### DOCUMENT EXTRACT
---
The first-person shooter genre is a mixed bag as a whole, especially when these games get released on consoles. Most of these games are ported from the PC and for the most part they play better on a PC with a mouse and keyboard. Not only do many first-person shooters not get the controls right but many of them also suffered from slowdown in multiplayer ... especially when they are games released back in the 1990s. So how does AM2's take on the first-person shooter go? Keep reading to find out!
As part of an international anti-terrorist force, you'll be traveling around the world taking out baddies in the most violent ways. There are four default characters, each specializing in specific weaponry (i.e. laser pulse rifles, sniper guns, etc.) as well as having their varying attributes in speed and jumping ability. There's a pretty decent edit mode where you can even mix and match different weapons of other characters to create your own character. However, characters are limited to three different weapons: a general shooting weapon, an artillery-type explosive weapon, and grenades. While you don't have a huge selection of weapons, throughout each of the several stages in the game, you'll be able to pick up interesting power-ups; these include thermography that allows you to see through walls, a plasma cannon that shoots a ball of energy that bounces off walls, and of course the power-up icon that temporarily increases the damage you inflict. All these items and weapons are extremely useful, especially with the maze-like design the levels have.
Running at a fast 60 frames per second, good looking special effects, and solid visuals, Outtrigger is one of the best looking first-person shooters. Although the levels tend to be a little compact, they are all designed very well to take advantage of specific weaponry. The dark level Oeda level, with its labyrinth-like platforms and long pathways, is a pretty nice place if you've got a sniper's rifle. More compact levels really demonstrate the use of the reflecting plasma cannon that can bounce off walls to hit a target. I really enjoy the levels of the game as they are very well designed to give advantages to every character and playing style. When playing in first person mode (you can switch between first and third person perspectives), there's some great detail in the weapons that you're holding and some of the bosses look pretty damn cool.
---
### RECORDED DATA

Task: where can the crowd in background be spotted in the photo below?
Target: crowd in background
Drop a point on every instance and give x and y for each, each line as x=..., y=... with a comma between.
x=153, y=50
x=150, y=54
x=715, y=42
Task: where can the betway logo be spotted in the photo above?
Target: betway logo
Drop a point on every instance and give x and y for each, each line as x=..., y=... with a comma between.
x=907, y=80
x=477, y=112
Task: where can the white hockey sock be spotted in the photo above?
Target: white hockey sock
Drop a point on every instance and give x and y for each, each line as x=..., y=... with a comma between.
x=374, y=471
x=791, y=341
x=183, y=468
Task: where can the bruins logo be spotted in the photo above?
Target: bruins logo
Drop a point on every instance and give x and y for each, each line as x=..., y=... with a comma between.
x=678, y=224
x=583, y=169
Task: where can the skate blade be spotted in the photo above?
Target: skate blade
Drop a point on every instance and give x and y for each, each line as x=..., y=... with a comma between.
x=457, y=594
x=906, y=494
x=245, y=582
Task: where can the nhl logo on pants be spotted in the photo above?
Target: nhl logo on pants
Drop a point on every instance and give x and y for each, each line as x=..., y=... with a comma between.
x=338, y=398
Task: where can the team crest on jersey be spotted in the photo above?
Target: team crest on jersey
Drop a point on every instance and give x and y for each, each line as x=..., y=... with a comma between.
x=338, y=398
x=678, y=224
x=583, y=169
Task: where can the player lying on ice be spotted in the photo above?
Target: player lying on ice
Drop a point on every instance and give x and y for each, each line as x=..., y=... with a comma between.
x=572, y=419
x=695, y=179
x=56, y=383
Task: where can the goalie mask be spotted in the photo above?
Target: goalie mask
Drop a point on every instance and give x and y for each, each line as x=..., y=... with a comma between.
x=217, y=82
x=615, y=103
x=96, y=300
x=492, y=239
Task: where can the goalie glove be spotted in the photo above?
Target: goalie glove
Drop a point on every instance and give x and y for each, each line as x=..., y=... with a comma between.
---
Answer from the Outtrigger review:
1. How many default characters does the game offer?
2. What does the thermography power-up let you do?
3. At how many frames per second does the game run?
Rely only on the text when answering.

1. Four
2. See through walls
3. 60